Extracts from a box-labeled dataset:
--- begin ---

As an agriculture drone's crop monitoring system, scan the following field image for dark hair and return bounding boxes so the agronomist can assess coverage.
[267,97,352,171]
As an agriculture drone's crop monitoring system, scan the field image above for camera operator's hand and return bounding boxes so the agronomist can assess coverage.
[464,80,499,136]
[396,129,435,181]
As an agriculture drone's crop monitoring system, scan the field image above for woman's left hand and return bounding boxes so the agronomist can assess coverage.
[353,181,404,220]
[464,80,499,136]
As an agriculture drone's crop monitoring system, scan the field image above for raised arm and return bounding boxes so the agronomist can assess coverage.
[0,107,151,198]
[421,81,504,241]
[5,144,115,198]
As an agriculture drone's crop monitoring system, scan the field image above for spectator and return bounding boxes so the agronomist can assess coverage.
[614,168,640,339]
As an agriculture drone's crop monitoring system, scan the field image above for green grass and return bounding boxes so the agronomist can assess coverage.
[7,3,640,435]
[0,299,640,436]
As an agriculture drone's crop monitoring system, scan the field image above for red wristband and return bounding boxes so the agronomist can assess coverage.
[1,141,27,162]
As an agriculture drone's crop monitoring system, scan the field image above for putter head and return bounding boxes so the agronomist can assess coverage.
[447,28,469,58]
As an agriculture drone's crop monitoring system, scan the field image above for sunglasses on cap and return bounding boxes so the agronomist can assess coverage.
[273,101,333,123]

--- end ---
--- begin ---

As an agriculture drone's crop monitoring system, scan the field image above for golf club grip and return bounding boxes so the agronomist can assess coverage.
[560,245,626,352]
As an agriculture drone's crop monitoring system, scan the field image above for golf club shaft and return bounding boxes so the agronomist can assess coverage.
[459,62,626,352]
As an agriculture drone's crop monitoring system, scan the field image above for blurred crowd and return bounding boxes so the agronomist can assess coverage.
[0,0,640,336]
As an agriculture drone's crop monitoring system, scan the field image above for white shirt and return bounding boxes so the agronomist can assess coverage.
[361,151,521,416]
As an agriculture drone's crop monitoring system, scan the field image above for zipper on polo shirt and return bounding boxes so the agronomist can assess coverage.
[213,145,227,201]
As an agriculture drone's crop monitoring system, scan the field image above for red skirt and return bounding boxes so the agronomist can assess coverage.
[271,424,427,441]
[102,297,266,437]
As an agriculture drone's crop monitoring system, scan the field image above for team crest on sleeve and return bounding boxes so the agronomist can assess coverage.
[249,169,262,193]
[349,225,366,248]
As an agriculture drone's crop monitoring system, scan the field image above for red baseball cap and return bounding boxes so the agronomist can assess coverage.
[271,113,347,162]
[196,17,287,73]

--- end ---

#### [THE TASK]
Give only the number of lines in the data above that contain the string "hand". Matching is case-sensitive.

#### [COMPLETE RESPONSE]
2